Task to carry out:
With the pictures left out, copy the listing below exactly.
** start **
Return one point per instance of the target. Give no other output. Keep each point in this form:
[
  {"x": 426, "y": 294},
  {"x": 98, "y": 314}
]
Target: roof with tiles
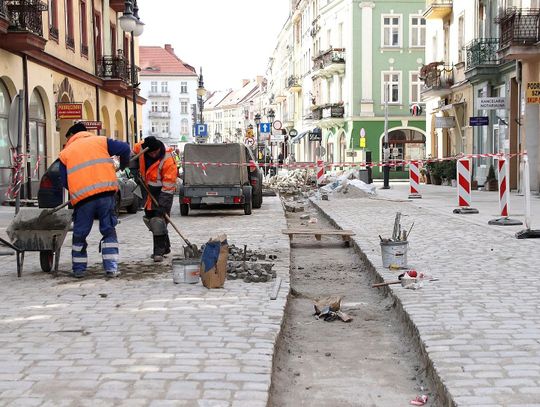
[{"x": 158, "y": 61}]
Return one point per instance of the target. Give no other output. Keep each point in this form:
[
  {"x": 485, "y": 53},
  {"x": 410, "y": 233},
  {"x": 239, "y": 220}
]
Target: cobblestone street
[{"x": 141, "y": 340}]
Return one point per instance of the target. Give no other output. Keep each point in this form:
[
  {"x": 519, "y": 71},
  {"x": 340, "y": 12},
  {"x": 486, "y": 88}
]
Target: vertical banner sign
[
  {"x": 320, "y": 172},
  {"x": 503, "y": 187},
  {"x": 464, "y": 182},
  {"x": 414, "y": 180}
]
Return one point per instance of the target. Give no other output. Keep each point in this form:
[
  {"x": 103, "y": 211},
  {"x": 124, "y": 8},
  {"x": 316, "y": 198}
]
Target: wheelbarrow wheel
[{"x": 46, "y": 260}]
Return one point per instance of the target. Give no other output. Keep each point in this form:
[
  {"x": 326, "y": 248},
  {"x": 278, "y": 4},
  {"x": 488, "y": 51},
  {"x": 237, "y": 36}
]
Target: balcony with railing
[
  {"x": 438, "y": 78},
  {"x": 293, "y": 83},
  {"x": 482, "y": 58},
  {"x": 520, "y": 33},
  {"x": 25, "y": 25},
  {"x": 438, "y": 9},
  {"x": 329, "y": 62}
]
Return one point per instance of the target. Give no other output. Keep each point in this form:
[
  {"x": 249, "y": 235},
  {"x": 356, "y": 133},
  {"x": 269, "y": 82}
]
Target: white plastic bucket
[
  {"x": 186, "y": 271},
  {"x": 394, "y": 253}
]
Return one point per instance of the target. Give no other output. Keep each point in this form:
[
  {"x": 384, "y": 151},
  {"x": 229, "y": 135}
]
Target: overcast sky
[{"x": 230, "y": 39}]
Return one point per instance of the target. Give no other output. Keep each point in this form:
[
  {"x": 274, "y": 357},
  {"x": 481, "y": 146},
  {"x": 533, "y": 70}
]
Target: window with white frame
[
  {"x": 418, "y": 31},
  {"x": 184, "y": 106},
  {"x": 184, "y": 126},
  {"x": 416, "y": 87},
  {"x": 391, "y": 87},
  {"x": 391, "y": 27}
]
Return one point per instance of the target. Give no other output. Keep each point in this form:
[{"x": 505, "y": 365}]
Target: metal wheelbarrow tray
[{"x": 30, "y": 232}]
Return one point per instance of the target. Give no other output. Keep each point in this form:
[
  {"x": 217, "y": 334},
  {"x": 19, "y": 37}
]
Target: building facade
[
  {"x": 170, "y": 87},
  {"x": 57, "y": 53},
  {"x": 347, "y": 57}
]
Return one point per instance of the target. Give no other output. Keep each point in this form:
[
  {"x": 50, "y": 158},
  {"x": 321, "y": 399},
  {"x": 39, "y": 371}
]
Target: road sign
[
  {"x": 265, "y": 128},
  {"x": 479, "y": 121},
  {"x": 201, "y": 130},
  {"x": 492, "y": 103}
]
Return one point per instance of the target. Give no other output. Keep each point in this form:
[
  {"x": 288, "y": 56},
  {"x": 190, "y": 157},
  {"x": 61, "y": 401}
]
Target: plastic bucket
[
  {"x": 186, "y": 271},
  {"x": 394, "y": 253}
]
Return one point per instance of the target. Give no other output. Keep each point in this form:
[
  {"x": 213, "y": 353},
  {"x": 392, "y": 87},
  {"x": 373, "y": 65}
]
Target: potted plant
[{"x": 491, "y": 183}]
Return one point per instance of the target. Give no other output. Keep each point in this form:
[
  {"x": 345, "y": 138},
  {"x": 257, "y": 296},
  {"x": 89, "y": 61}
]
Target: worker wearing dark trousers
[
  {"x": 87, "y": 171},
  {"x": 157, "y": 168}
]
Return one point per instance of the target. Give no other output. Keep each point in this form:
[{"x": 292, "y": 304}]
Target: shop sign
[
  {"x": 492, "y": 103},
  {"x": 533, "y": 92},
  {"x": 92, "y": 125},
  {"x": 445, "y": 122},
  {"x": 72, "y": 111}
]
** end **
Exercise response:
Return one point per instance of the target. Give no other output. Keep each point in this form:
[
  {"x": 426, "y": 294},
  {"x": 98, "y": 314}
]
Target: roof with tiles
[{"x": 158, "y": 61}]
Return one point per instance of the target. Give no other output. Keep each point in this form:
[
  {"x": 485, "y": 53},
  {"x": 410, "y": 233},
  {"x": 239, "y": 220}
]
Target: cobblestone street
[{"x": 141, "y": 340}]
Return one point per instance of the target. Give no other output. Keep each point in this form:
[
  {"x": 519, "y": 71},
  {"x": 340, "y": 12},
  {"x": 486, "y": 88}
]
Target: vertical banner sign
[
  {"x": 320, "y": 172},
  {"x": 503, "y": 187},
  {"x": 464, "y": 182},
  {"x": 414, "y": 180}
]
Return one point per instance of the target. Give no other output. Keep each point in this form:
[
  {"x": 103, "y": 211},
  {"x": 124, "y": 8},
  {"x": 316, "y": 198}
]
Target: wheelbarrow wheel
[{"x": 46, "y": 260}]
Return one point per instance of the target. Give no other output. Keep each point in this form:
[
  {"x": 326, "y": 248},
  {"x": 278, "y": 4},
  {"x": 488, "y": 51},
  {"x": 237, "y": 36}
]
Target: balcony with railing
[
  {"x": 438, "y": 78},
  {"x": 293, "y": 83},
  {"x": 482, "y": 58},
  {"x": 520, "y": 33},
  {"x": 25, "y": 25},
  {"x": 438, "y": 9},
  {"x": 329, "y": 62}
]
Return one point per instance of the target. Give no other output. Keep each point in this form:
[
  {"x": 249, "y": 235},
  {"x": 356, "y": 133},
  {"x": 269, "y": 82}
]
Target: white plastic bucket
[
  {"x": 186, "y": 271},
  {"x": 394, "y": 253}
]
Return one point per instance of the target. Give no other output. Keep each point in this form:
[
  {"x": 384, "y": 151},
  {"x": 229, "y": 135}
]
Target: overcast sky
[{"x": 230, "y": 39}]
Return one point per instance of the target. Give no other output. Keep each point in this form:
[
  {"x": 274, "y": 357},
  {"x": 481, "y": 146},
  {"x": 533, "y": 70}
]
Target: window with white frame
[
  {"x": 418, "y": 31},
  {"x": 184, "y": 106},
  {"x": 184, "y": 126},
  {"x": 416, "y": 87},
  {"x": 391, "y": 87},
  {"x": 391, "y": 27}
]
Return one point per instance of the target. Give no other output. Keep each point in this form:
[{"x": 505, "y": 365}]
Target: metal wheelbarrow tray
[{"x": 30, "y": 232}]
Return one point per instance of the target. Give no other output. Keep each point in this form:
[
  {"x": 217, "y": 334},
  {"x": 19, "y": 37}
]
Target: building facade
[
  {"x": 170, "y": 87},
  {"x": 57, "y": 53},
  {"x": 347, "y": 57}
]
Return one point per instance of the target. Give no other output. Keep each point in this form:
[
  {"x": 50, "y": 158},
  {"x": 321, "y": 399},
  {"x": 39, "y": 371}
]
Target: road sign
[
  {"x": 265, "y": 128},
  {"x": 479, "y": 121},
  {"x": 201, "y": 130},
  {"x": 492, "y": 103}
]
Return one point per instance of the target. Give no other output. Keep each point in this form:
[
  {"x": 288, "y": 56},
  {"x": 190, "y": 157},
  {"x": 61, "y": 401}
]
Target: plastic bucket
[
  {"x": 186, "y": 271},
  {"x": 394, "y": 253}
]
Return one point per instance of the target. Give no other output. Keep each point in this form:
[
  {"x": 213, "y": 353},
  {"x": 392, "y": 87},
  {"x": 373, "y": 65}
]
Target: potted plant
[{"x": 491, "y": 183}]
Return one point per instance of the target. Give no other output. Keep each point in this form:
[
  {"x": 345, "y": 138},
  {"x": 257, "y": 296},
  {"x": 89, "y": 61}
]
Target: worker wearing dark trousers
[
  {"x": 87, "y": 171},
  {"x": 157, "y": 168}
]
Return one point per instance of the target. Give no other output. Keep each point in this form:
[{"x": 292, "y": 304}]
Target: shop sign
[
  {"x": 492, "y": 103},
  {"x": 533, "y": 92},
  {"x": 92, "y": 125},
  {"x": 445, "y": 122},
  {"x": 72, "y": 111}
]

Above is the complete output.